Photo-based referring expression data
◇ ◇ ◇ ◇ ◇

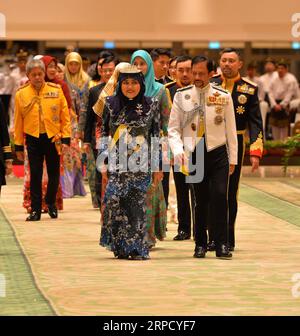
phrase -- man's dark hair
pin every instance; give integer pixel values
(155, 53)
(210, 64)
(173, 59)
(226, 50)
(183, 58)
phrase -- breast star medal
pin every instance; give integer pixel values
(240, 109)
(218, 120)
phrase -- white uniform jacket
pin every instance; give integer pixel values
(216, 107)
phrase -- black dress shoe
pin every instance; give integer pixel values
(52, 211)
(211, 246)
(182, 236)
(34, 216)
(223, 252)
(199, 252)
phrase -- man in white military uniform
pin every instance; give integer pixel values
(203, 115)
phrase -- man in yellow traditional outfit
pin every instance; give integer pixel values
(42, 119)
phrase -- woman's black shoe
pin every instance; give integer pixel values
(223, 252)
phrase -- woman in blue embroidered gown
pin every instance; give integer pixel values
(130, 119)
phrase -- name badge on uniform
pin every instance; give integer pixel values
(51, 94)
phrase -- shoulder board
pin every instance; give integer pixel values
(170, 84)
(217, 87)
(248, 81)
(185, 88)
(23, 86)
(53, 84)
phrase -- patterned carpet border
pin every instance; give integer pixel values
(271, 204)
(20, 293)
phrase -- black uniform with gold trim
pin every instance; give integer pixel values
(247, 115)
(5, 149)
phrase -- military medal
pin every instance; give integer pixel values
(218, 120)
(242, 99)
(55, 118)
(240, 109)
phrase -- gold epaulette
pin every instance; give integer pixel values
(248, 81)
(23, 86)
(53, 84)
(217, 87)
(185, 88)
(170, 84)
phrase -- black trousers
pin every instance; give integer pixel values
(98, 180)
(211, 193)
(234, 180)
(183, 202)
(39, 149)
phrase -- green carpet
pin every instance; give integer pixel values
(19, 294)
(270, 204)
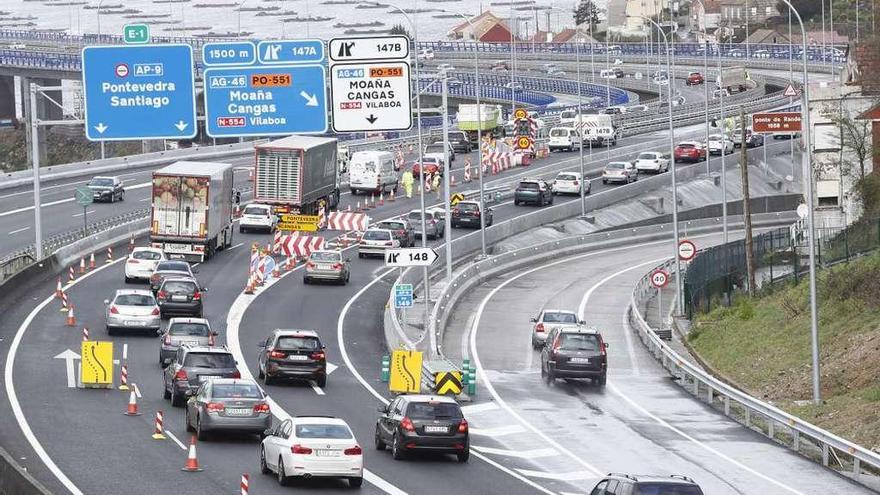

◇ ◇ ◇ ◇ ◇

## Task details:
Extract all lines from the data in which "uniform" is found.

## Answer space:
phrase -- white uniform jacket
phrase -- man in white military uniform
phrase -- name badge on uniform
phrase -- black uniform with gold trim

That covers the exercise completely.